● WHAT NEEDS TO BE DONE
Convert every line of the listing below into a Markdown table with the columns "Row" and "Line", numbering each row and leaving out blank lines.

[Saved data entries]

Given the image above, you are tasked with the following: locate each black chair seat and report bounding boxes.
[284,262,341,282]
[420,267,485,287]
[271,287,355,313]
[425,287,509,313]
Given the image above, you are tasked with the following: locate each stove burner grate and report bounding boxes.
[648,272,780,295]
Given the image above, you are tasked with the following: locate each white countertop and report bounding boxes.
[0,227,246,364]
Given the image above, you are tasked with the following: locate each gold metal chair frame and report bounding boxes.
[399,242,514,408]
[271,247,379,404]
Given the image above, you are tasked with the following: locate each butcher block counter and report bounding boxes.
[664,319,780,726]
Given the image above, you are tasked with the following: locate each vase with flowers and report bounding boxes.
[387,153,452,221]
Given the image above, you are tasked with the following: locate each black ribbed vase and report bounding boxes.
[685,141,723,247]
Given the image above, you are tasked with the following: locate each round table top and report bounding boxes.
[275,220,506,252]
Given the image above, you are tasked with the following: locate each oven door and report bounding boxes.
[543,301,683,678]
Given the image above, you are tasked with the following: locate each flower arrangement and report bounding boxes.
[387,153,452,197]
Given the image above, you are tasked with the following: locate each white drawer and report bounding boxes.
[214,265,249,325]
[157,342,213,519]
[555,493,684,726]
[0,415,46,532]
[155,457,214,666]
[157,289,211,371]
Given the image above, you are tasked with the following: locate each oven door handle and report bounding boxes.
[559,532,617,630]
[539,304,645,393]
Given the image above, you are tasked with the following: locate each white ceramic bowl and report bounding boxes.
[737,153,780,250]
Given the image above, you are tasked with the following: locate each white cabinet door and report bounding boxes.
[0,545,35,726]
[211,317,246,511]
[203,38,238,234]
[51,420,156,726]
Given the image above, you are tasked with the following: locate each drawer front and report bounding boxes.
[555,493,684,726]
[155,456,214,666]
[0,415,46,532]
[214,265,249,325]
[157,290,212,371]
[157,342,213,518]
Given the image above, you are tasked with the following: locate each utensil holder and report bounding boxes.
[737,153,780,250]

● REPLY
| Row | Line |
|---|---|
| 1 | Given the image above, you are tasked with the following: locate each black chair seat and report bounding boxes. |
| 2 | [284,262,341,282] |
| 3 | [420,267,485,287] |
| 4 | [271,287,355,313] |
| 5 | [425,287,509,313] |
| 6 | Given the image above, you are tasked with the following: locate each stove burner grate and report bounding boxes. |
| 7 | [648,272,780,295] |
| 8 | Given the image above, you are tasked with the following: locate each white countertop and report bounding boxes. |
| 9 | [0,227,246,364] |
| 10 | Given the image above, you are tasked with the following: locate each gold metal chair frame and report bounding boxes. |
| 11 | [399,242,514,408] |
| 12 | [271,247,379,404] |
| 13 | Given the image above, you are tasked with the following: locate each butcher block counter and report bounding boxes. |
| 14 | [664,319,780,726] |
| 15 | Given the image above, you are tasked with the following: locate each vase with flowers and report bounding boxes. |
| 16 | [387,153,452,221] |
| 17 | Given the image above, you are tasked with the following: locate each black ribbed vase and report bounding boxes. |
| 18 | [685,141,723,247] |
| 19 | Given the image above, you are tasked with the following: locate each round table top and report bounding boxes. |
| 20 | [275,220,506,252] |
| 21 | Given the image above, you are tasked with the following: locate each oven door and report bounding boxes. |
| 22 | [543,301,683,678] |
| 23 | Given the image above, you are tasked with the following: locate each flower arrangement and report bounding boxes. |
| 24 | [387,153,452,197] |
| 25 | Given the image above, you are tasked with the following: locate each white drawer and report bounding boxes. |
| 26 | [214,265,249,325] |
| 27 | [157,342,213,519] |
| 28 | [555,493,684,726] |
| 29 | [0,415,46,532] |
| 30 | [155,457,214,666] |
| 31 | [157,289,211,371] |
| 32 | Given the image above, you are tasked with the following: locate each oven door handle and report bounding boxes. |
| 33 | [559,532,617,630] |
| 34 | [539,304,645,393] |
| 35 | Given the image above, you are tasked with the following: locate each white ceramic bowl and report bounding boxes. |
| 36 | [737,153,780,250] |
| 37 | Given the image above, you are tasked with the following: locate each white cabinet door and report bounding boxes. |
| 38 | [0,545,35,726] |
| 39 | [211,317,246,511] |
| 40 | [203,38,238,234] |
| 41 | [51,420,156,726] |
| 42 | Given the image above, you are tasked with the following: locate each drawer front and report bounding boxes. |
| 43 | [555,493,684,726] |
| 44 | [155,456,214,666] |
| 45 | [0,415,46,532] |
| 46 | [214,265,249,325] |
| 47 | [157,290,212,371] |
| 48 | [157,342,213,518] |
| 49 | Given the image above, you are tasked with the following: locate each utensil holder and report bounding boxes. |
| 50 | [737,153,780,250] |